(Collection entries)
# # # # #
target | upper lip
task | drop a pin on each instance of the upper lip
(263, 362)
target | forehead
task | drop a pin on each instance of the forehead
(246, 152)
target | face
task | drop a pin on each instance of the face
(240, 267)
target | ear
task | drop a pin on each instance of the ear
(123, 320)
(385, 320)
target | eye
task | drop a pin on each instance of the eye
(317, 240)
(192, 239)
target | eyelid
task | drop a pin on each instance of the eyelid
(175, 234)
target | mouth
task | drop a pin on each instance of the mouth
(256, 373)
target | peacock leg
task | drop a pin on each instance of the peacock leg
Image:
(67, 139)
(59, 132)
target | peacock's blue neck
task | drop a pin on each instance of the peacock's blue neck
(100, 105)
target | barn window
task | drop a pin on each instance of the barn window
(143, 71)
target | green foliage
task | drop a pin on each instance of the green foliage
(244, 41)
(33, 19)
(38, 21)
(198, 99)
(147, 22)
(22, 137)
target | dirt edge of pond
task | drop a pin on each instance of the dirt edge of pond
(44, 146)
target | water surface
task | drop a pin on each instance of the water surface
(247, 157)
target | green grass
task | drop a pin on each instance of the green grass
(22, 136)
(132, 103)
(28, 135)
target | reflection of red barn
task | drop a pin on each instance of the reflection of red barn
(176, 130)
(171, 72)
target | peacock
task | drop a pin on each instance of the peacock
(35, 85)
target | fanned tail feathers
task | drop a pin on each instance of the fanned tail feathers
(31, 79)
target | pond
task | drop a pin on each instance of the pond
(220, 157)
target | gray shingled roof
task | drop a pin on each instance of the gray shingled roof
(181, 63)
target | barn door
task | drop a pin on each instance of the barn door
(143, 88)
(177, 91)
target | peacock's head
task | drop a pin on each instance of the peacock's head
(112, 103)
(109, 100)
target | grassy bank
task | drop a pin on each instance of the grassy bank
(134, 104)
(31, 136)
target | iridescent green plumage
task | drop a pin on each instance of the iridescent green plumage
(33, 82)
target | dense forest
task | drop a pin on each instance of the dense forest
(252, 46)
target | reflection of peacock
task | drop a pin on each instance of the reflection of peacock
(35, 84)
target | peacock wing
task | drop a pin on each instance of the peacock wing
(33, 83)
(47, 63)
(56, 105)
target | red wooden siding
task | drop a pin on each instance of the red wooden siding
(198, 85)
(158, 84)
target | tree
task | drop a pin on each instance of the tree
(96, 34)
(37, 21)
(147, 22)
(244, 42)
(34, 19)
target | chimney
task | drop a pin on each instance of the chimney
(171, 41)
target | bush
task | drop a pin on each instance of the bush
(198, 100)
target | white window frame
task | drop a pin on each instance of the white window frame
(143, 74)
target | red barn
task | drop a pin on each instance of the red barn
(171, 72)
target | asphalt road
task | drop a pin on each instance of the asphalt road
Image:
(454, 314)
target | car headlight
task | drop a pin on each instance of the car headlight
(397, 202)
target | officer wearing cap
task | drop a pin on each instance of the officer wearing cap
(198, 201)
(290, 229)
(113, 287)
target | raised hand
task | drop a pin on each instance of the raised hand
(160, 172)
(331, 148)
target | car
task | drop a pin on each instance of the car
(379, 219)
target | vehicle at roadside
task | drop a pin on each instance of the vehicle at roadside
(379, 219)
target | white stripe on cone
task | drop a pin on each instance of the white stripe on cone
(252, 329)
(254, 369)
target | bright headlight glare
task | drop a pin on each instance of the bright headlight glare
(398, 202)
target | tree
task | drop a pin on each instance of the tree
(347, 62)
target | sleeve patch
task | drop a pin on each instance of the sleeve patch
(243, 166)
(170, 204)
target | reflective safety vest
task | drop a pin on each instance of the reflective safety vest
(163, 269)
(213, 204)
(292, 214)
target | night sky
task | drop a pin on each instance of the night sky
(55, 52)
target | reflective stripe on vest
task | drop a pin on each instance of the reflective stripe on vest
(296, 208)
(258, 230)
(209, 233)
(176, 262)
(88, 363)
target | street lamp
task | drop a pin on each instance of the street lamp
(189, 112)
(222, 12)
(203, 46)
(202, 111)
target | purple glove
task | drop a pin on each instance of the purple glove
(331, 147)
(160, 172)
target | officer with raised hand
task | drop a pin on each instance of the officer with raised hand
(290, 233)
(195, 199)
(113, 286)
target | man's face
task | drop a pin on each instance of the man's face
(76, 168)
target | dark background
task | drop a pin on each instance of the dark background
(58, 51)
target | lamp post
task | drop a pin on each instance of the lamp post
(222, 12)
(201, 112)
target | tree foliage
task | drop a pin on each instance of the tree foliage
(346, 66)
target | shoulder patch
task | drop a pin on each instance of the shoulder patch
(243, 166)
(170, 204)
# # # # #
→ Task prompt:
Would you please filter the lines above and copy every one that includes "asphalt"?

→ Task response:
target | asphalt road
task | drop a pin on each instance of the asphalt road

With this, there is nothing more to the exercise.